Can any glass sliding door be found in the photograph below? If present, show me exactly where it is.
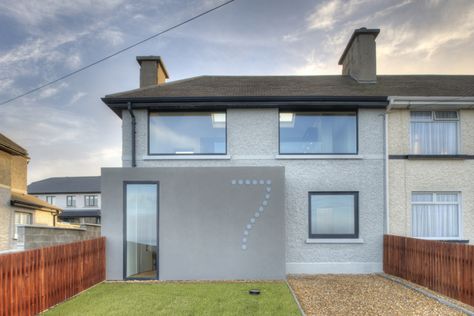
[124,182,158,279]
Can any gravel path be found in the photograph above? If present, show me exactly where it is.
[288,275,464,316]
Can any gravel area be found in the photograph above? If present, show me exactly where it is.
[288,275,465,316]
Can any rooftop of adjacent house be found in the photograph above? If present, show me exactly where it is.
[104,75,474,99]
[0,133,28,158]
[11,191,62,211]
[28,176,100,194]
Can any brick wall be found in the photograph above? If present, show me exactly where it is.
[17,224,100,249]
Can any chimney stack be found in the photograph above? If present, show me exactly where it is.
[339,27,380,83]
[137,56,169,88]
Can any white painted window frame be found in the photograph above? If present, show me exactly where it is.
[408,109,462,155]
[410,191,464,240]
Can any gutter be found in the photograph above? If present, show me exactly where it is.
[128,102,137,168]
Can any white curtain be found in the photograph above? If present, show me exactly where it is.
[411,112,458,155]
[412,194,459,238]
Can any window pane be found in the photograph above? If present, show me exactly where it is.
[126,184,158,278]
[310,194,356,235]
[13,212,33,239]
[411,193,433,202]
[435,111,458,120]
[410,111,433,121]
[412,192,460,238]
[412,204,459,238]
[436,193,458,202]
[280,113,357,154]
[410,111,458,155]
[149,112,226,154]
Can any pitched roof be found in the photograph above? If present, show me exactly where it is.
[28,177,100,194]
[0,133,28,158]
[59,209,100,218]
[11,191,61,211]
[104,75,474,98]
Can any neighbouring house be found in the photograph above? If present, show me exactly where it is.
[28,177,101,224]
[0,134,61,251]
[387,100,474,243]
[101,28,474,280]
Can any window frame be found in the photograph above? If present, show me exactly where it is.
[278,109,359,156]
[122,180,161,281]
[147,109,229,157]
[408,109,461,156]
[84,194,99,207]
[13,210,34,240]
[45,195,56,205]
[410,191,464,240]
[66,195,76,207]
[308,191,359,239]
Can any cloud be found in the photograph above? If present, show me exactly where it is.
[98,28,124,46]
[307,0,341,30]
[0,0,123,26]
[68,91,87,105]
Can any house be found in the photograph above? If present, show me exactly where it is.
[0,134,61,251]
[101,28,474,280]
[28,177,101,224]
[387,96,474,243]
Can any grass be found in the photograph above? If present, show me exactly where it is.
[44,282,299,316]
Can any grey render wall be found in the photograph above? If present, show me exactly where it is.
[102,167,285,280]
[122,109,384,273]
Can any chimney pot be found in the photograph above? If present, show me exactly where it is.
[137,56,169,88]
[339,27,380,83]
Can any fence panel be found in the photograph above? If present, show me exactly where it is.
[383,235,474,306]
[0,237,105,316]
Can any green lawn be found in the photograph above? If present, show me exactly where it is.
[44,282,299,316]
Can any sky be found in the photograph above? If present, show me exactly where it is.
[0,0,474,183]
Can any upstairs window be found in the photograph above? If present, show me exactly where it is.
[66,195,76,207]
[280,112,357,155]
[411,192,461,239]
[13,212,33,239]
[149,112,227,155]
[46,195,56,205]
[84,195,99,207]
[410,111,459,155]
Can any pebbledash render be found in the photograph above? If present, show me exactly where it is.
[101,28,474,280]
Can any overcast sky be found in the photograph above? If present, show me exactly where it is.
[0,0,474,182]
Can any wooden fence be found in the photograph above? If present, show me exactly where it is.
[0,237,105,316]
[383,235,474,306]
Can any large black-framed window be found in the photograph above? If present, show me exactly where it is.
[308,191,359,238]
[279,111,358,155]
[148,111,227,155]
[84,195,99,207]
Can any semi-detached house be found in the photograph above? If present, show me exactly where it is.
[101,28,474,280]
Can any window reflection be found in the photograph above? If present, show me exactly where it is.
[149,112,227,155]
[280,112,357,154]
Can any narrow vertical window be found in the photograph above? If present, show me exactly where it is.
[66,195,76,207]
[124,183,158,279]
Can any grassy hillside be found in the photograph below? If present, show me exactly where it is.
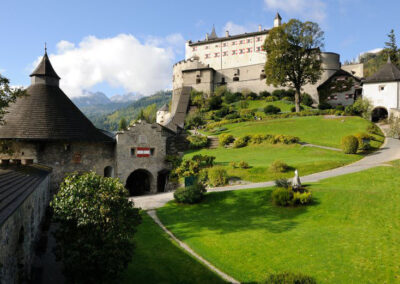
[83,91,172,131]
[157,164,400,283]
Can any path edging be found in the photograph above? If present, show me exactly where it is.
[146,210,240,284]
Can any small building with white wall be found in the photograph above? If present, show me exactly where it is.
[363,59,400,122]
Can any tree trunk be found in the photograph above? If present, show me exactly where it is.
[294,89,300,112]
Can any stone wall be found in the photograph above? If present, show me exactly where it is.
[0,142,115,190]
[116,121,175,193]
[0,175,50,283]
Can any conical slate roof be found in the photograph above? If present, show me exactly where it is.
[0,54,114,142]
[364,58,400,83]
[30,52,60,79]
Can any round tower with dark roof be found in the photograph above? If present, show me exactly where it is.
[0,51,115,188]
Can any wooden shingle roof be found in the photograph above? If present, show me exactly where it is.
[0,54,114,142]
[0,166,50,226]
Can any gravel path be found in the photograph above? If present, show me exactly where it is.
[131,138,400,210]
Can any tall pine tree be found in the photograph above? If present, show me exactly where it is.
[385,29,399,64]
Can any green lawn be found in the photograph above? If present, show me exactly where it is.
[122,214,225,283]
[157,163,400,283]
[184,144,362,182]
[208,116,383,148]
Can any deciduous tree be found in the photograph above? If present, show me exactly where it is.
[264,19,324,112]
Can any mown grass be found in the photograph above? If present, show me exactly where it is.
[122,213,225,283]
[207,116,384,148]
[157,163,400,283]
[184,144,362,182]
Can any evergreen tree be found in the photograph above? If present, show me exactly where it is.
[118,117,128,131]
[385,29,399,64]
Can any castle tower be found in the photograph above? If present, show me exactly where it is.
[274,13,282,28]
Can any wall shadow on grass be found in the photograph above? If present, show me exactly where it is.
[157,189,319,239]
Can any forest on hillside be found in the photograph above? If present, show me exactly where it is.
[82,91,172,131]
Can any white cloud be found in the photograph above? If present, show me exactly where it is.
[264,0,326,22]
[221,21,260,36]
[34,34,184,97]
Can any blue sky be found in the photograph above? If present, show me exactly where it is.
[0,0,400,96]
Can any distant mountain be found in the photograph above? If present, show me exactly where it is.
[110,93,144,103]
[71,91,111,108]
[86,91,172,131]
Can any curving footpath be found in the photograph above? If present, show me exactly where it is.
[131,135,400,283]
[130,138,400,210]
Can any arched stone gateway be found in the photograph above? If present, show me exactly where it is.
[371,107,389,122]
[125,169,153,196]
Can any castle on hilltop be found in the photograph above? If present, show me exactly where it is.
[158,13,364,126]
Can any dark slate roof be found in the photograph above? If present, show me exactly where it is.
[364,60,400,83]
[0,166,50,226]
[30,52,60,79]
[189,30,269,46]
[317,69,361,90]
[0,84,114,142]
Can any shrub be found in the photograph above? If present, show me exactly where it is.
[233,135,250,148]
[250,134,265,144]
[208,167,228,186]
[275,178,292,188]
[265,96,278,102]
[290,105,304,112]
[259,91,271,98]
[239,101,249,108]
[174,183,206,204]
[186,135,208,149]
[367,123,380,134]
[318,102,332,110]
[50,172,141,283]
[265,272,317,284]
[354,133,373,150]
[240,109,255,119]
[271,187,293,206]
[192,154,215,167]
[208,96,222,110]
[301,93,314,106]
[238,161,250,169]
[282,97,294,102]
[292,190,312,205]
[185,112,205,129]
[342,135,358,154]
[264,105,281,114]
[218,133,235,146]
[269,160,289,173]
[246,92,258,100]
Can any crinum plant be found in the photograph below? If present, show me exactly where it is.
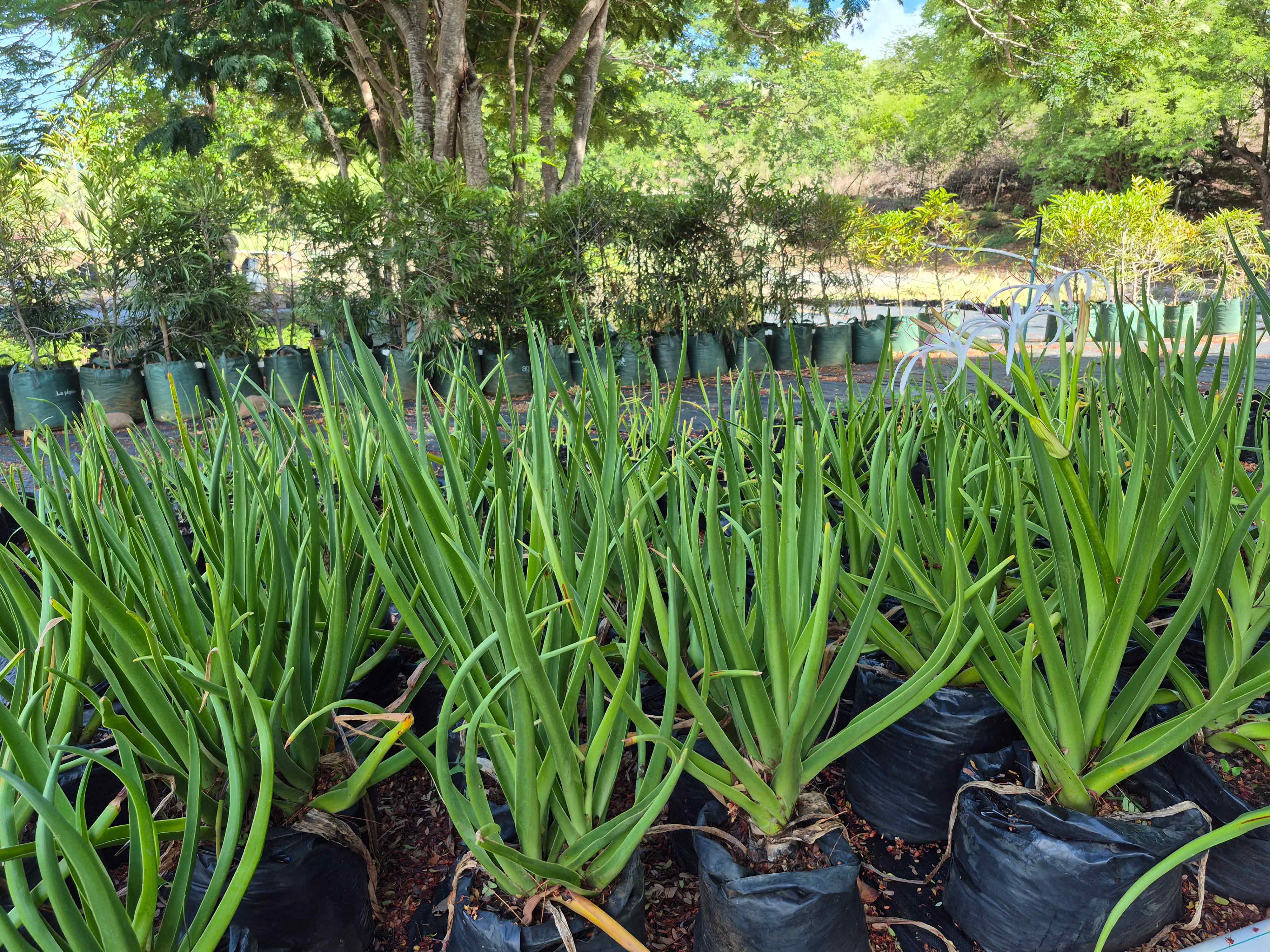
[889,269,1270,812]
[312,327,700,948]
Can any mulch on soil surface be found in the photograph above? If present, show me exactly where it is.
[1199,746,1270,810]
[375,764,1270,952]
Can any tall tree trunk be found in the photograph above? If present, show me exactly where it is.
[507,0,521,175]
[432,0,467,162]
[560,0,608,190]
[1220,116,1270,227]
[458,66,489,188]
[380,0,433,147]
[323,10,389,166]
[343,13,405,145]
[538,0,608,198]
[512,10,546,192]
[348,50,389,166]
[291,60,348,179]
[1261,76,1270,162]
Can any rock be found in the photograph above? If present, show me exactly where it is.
———
* Brief
Copy out the records word for word, from the line containing "Can any castle on" up to and including the line containing "[0,84,114,142]".

* Response to this task
Can any castle on hilltop be found in the photograph above? If present, show me exactly where it is.
[158,13,364,126]
Can any dark slate roof be found in the photograph above? If present, show me exactly where it is.
[364,60,400,83]
[0,166,50,226]
[30,52,60,79]
[189,30,269,46]
[317,69,361,90]
[0,84,114,142]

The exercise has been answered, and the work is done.